▶

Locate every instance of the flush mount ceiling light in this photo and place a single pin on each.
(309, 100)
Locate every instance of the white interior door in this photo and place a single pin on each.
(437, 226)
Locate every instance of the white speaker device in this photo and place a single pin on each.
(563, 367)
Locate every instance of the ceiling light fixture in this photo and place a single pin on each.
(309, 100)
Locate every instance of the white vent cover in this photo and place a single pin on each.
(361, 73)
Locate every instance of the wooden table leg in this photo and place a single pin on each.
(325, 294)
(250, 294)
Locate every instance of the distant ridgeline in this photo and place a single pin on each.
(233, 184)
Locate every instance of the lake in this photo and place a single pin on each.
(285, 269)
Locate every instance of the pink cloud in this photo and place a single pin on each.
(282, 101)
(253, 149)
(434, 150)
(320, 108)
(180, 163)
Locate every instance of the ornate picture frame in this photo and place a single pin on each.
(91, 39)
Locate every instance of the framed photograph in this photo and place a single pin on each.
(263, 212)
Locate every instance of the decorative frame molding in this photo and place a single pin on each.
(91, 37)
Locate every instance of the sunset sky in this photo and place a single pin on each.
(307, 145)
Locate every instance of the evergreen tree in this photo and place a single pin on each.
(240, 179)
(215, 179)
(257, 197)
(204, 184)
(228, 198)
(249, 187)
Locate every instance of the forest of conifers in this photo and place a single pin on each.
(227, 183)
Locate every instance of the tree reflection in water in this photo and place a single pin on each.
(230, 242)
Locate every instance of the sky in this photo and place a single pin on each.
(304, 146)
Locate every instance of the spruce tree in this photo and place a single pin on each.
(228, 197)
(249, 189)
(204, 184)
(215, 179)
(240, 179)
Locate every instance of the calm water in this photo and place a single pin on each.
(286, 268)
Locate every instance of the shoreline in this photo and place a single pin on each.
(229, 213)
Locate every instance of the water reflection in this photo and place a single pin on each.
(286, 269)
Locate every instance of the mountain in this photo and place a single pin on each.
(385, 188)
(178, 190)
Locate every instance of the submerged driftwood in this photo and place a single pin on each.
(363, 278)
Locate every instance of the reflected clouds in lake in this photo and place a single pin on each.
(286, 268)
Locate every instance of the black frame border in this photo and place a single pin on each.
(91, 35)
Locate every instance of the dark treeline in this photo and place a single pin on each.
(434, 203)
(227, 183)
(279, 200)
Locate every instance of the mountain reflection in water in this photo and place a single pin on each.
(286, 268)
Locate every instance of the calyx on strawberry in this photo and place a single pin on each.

◀

**WRITTEN REQUEST**
Please write out the lines above again, replacing every "place a single pin" with "put one dot" and leaving everything else unchanged.

**ANSWER TO THE TASK**
Locate every instance of the flush mount ceiling light in this photo and put one dot on each.
(309, 100)
Locate every instance of the white interior door in this photo and put one dot on each.
(437, 226)
Locate every instance of the white speaker device in this photo and put one dot on each.
(563, 367)
Locate every instance of the ceiling light fixture in this photo and put one dot on each.
(309, 100)
Locate every instance of the white vent cover in this photo and put one dot on each.
(361, 73)
Locate every instance of the wooden table leg in this photo and put one dot on each.
(325, 294)
(250, 294)
Locate every instance of the distant ridgeline in this photo and put one dot on each.
(233, 184)
Locate every instance of the lake in this photo and put one dot on each.
(285, 269)
Locate every instance of the pink cloud in this photo and put one dot on each.
(282, 101)
(253, 149)
(434, 150)
(320, 108)
(180, 163)
Locate every instance of the ornate picture frame in this photo and put one dot on each.
(91, 39)
Locate every instance of the framed photograph in this photo and put one dot on each.
(263, 212)
Locate every instance of the decorative frame molding in this photo and put one dot on each.
(91, 37)
Locate every instance of the sunset sky in this photo and put one dot on each.
(307, 145)
Locate every instance of the evergreen tree in this photo and put one dot on each.
(240, 179)
(215, 179)
(257, 197)
(204, 184)
(228, 198)
(249, 187)
Locate every instance of the forest of conifers in this photo and put one dot on each.
(227, 183)
Locate every instance of the tree reflection in water in this photo and put one dot on each.
(230, 242)
Locate every instance of the sky in this photo and put one dot on each.
(304, 146)
Locate every instance of the spruce tree in this photo and put one dot on each.
(228, 197)
(249, 189)
(204, 184)
(215, 179)
(240, 179)
Locate every instance of the calm water in this photo and put one dot on each.
(286, 268)
Locate every instance of the shoreline in this photo and put one dot on each.
(229, 213)
Locate every instance of the water reflection in this photo and put one dot on each.
(286, 269)
Locate every instance of the mountain in this photo and put one dot on each.
(385, 188)
(178, 190)
Locate every instance of the submerged driftwood in this photo and put one dot on each.
(363, 278)
Locate every instance of the reflected clouds in lake in this photo and put one dot on each.
(286, 268)
Locate every instance of the black frame border in this photo and put one dot on each.
(91, 35)
Locate every instance of the dark treeline in this photo and put one dot on each.
(434, 203)
(227, 183)
(279, 200)
Locate every instance of the mountain reflection in water in this photo and put one dot on each.
(286, 268)
Locate every instance of the calyx on strawberry in this photo and put one dot on each.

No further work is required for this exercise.